Ainsi, depuis 2003 et la fin de l'obligation des gardes pour les médecins libéraux, les urgences sont devenues la variable d'ajustement de tous les dysfonctionnements.
Autre exemple, la psychiatrie. Lorsque les lois de 1992 et 1996 organisant les urgences ont été votées, un psychiatre était prévu dans chaque service. On l'a ensuite retiré, et désormais il est extrêmement difficile d'accéder aux urgences psychiatriques - sans parler de la pédopsychiatrie et de la psychiatrie des adolescents... Et lorsque ces malades se rendent aux urgences, on a recours à la sédation, faute de psychiatres, puisqu'il n'y en a plus dans certains secteurs.
Autre problématique de spécialité très pertinente pour la permanence de soins : la traumatologie, dont relèvent 50 % des malades qui viennent aux urgences. Sauf en mars 2020, lors du premier confinement, où l'on ne voyait plus arriver, à Paris, que cinq à six personnes par jour, qui se blessaient chez elles...
Jadis, la traumatologie était traitée par l'orthopédie publique, qui est désormais sinistrée : tous les chirurgiens orthopédistes sont partis vers le privé, pour l'attractivité de la rémunération et les moyens mis à disposition. C'est pourquoi les patients de traumatologie qui arrivent aux urgences sont transférés vers les cliniques privées, avec l'attente que cela engendre.

::::::::

§ TRAVAIL DEMANDÉ: Rédigez la suite du passage sur les services d'urgences hospitaliers, en commençant juste après sa dernière phrase.

::::::::

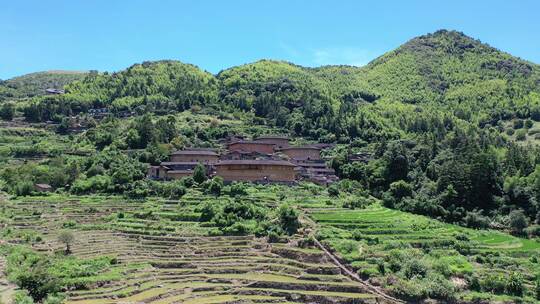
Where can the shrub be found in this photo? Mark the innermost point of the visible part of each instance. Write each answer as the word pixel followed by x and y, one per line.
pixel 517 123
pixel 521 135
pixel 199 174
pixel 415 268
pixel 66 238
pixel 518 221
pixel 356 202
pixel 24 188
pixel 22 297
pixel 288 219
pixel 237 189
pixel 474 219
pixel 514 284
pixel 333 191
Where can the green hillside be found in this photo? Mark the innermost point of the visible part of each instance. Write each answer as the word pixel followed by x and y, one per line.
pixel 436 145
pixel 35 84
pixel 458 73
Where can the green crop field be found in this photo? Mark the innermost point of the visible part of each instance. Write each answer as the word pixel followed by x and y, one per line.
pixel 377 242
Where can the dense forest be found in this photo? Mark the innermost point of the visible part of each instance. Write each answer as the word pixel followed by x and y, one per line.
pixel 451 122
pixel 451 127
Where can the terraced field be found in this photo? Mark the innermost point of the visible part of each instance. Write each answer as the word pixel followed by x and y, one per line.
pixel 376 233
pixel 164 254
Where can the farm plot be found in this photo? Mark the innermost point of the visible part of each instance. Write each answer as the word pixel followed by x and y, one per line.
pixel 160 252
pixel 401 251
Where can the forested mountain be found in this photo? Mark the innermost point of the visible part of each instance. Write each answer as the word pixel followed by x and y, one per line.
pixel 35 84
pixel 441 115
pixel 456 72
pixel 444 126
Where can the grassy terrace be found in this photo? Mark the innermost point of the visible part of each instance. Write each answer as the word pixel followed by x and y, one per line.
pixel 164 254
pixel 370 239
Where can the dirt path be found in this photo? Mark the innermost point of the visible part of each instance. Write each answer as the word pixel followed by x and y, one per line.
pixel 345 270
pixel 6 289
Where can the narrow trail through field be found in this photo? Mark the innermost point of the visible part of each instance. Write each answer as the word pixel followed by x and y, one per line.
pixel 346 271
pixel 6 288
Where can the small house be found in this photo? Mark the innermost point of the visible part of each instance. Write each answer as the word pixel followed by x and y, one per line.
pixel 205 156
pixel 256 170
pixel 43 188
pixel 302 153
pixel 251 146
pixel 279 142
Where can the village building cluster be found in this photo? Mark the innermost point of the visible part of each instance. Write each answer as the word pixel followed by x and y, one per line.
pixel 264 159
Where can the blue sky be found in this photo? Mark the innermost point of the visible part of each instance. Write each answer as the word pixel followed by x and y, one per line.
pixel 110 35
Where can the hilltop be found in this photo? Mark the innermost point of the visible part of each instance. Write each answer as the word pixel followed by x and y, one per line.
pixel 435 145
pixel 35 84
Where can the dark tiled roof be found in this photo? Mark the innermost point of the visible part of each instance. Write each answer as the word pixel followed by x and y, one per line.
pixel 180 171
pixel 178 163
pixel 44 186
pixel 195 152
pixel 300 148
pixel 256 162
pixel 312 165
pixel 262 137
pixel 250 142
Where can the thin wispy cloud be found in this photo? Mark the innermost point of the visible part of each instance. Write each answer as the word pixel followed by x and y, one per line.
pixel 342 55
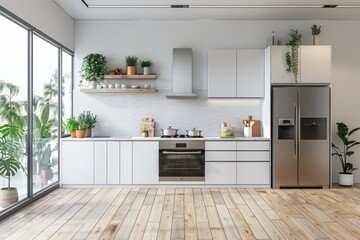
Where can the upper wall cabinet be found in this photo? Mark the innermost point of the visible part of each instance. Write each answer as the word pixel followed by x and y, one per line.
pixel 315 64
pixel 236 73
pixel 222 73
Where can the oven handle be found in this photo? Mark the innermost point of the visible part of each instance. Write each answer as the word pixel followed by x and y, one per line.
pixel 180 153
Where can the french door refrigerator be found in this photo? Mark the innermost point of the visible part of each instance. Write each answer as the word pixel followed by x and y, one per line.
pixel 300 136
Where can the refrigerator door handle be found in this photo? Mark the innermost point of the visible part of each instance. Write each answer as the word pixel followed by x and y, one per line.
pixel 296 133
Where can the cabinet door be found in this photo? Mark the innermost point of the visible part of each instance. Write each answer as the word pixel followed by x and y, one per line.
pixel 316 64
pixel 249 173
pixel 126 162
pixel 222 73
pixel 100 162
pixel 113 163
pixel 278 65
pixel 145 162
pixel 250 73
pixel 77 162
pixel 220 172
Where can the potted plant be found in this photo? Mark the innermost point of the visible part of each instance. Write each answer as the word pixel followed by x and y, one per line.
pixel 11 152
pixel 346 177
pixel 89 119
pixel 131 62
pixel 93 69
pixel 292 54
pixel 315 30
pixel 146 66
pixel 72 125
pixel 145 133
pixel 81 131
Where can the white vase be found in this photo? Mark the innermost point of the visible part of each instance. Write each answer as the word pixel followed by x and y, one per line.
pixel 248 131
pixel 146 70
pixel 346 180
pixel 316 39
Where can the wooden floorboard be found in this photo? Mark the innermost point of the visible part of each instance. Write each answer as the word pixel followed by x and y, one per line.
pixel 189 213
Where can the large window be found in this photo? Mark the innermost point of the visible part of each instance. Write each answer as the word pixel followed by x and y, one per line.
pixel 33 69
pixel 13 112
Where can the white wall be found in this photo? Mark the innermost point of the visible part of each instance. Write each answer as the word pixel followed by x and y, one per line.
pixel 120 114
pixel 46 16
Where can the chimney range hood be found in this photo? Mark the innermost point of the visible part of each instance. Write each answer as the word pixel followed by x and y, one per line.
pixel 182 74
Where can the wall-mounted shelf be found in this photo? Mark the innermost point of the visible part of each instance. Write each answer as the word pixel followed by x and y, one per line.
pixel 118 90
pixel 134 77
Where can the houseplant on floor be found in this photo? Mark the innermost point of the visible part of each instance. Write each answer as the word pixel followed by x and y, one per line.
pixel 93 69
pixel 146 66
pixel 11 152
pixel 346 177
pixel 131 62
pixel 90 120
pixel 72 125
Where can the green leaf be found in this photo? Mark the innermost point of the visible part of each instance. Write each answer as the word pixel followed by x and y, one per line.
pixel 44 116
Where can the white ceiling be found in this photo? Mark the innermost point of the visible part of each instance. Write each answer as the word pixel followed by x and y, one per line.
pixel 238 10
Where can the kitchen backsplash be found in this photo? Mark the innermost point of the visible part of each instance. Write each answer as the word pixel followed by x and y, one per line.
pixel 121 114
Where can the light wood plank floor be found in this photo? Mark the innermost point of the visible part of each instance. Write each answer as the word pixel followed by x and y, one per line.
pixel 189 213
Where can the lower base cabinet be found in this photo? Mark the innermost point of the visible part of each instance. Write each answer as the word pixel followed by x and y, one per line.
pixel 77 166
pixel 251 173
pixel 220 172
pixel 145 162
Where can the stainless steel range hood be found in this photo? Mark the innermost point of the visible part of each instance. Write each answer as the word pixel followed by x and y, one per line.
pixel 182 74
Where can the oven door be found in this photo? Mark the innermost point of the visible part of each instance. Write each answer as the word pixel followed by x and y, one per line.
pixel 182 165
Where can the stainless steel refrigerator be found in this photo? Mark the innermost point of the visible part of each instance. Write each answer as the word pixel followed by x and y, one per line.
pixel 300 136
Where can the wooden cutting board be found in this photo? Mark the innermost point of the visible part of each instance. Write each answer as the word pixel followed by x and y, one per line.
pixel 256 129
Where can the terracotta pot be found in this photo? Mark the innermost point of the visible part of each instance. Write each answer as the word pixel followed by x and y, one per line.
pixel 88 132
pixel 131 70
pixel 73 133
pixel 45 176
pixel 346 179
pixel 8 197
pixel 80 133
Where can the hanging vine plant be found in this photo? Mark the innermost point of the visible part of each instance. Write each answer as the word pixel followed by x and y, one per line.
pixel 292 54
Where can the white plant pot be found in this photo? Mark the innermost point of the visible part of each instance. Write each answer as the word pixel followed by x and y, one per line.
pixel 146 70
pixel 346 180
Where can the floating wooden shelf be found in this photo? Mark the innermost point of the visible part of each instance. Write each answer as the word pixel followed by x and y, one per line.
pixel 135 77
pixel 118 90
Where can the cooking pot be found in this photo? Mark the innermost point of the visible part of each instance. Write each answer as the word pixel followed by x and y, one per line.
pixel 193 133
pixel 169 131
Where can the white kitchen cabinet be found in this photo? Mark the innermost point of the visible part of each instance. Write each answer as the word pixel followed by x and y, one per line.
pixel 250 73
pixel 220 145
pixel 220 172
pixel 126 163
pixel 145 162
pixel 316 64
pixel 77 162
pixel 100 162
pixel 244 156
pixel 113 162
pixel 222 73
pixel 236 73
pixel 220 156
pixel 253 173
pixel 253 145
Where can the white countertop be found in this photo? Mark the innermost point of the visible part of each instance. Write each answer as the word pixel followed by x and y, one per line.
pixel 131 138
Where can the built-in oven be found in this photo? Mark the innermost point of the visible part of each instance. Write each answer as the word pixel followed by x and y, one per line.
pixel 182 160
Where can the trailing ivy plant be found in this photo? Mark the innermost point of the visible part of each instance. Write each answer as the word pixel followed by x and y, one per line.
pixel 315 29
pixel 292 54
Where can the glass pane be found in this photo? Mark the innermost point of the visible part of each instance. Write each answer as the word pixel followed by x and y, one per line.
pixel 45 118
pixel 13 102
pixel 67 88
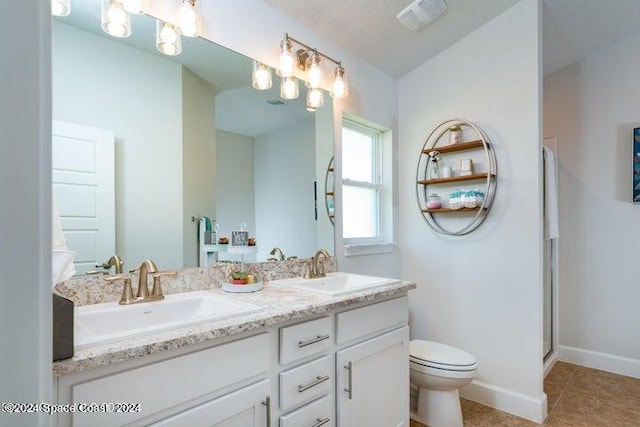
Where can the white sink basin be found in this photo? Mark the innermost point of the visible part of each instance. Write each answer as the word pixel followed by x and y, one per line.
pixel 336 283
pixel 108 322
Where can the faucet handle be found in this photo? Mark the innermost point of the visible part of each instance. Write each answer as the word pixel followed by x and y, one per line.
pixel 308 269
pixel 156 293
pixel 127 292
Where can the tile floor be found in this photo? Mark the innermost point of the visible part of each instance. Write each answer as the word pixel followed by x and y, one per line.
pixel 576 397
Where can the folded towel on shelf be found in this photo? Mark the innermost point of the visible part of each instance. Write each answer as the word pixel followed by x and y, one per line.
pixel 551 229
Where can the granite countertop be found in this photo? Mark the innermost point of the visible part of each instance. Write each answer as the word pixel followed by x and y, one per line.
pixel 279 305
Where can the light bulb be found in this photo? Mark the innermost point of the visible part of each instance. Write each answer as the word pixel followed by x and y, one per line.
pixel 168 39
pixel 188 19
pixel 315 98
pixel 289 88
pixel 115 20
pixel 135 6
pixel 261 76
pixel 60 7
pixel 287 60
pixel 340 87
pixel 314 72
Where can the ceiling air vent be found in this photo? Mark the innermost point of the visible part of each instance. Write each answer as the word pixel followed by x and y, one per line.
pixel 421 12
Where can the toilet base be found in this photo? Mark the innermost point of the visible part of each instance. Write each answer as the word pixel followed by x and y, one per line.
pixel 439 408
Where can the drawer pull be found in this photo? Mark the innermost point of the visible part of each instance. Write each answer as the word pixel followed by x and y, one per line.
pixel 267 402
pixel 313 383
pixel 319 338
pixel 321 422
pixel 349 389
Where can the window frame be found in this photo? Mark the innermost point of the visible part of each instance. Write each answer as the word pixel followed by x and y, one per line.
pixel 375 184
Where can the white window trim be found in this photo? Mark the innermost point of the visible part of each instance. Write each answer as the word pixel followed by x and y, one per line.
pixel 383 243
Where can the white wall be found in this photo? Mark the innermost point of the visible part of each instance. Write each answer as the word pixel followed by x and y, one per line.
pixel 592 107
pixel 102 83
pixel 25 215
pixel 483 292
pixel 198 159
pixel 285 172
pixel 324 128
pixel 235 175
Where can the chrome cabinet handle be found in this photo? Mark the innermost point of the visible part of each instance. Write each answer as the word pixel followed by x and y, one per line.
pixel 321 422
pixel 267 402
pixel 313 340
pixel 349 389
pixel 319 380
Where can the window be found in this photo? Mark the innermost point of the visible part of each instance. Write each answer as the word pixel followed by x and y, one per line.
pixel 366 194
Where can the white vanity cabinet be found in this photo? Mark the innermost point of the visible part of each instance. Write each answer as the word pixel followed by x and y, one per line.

::::::::

§ RÉSULTAT ATTENDU:
La direction générale de l'offre de soins (DGOS) avait conçu un indicateur intéressant, celui du besoin journalier en lits. Il donnait une vision mathématique : tel service d'urgence aurait besoin de vingt ou vingt-cinq lits pour fonctionner chaque jour. Mais l'indicateur n'a pas été mis en place parce qu'il aurait impliqué de rouvrir des lits, ce que l'on ne voulait pas.
Un mot sur la démographie médicale. L'obligation de faire des gardes, cette contrainte au temps, n'est plus d'époque. Lorsque la spécialité de médecine d'urgence a été mise en place, le principal syndicat représentant les internes en a tiré un argument pour refuser les gardes aux urgences. Il est extrêmement difficile de motiver les jeunes générations pour les gardes. Ainsi, on perd des heures à trouver un lit d'hospitalisation, faute de place aux urgences.
Dernier point, le SAS comme permanence de soins des Ehpad - un sujet qui a fait l'actualité ces derniers jours. La prescription par les médecins coordinateurs a été votée, mais c'est encore balbutiant. Il n'a pas accès aux dossiers médicaux. Enfin, au moment d'envoyer un Smur pour un départ, l'aide-soignante ou l'infirmière demande au médecin de faire le point sur un grand nombre de malades.
Il y a eu des expériences positives, notamment à Amiens ; mais cela reste extrêmement compliqué. On sait bien que les urgences ne sont pas une destination adéquate pour les personnes âgées Gir 1 ou Gir 2, c'est-à-dire démentes ou grabataires.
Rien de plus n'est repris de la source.